Excerpts of labeled region data:
— Start —

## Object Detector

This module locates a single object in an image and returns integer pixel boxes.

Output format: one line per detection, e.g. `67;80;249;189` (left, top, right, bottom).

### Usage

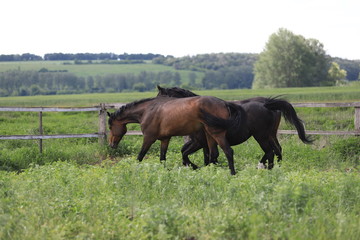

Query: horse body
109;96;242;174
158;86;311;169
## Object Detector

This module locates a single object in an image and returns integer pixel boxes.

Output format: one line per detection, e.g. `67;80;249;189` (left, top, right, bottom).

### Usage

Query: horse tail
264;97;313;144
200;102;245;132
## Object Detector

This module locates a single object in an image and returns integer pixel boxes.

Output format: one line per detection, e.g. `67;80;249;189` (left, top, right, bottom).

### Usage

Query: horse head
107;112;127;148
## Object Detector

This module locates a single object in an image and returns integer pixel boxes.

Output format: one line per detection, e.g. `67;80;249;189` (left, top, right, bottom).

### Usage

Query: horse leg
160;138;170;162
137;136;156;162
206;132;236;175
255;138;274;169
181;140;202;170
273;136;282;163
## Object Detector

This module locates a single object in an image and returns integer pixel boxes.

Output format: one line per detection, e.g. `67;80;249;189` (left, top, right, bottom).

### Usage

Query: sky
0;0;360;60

— End —
— Start —

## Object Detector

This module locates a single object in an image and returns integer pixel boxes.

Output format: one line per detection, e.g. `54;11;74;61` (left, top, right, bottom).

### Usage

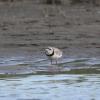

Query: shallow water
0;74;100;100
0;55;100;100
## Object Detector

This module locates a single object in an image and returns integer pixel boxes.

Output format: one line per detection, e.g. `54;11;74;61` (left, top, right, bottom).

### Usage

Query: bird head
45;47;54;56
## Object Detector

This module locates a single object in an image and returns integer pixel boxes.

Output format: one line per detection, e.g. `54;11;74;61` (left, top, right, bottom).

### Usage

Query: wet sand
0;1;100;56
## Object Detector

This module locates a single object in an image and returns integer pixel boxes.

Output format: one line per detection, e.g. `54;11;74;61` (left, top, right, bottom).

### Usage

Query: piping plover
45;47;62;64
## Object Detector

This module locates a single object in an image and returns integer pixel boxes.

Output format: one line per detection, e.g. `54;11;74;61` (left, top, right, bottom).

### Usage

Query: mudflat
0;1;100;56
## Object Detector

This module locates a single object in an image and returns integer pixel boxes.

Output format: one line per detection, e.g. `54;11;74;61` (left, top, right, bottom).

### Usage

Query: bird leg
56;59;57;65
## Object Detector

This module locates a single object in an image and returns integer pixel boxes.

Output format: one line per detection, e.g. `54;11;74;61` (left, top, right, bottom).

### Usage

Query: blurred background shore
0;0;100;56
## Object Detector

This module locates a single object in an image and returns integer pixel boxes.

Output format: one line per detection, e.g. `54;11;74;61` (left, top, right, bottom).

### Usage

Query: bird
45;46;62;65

— End —

Short exercise: Show each line of the items that contains the word "bird", copied unchanged.

Exercise output:
Query: bird head
Query: bird leg
Query: bird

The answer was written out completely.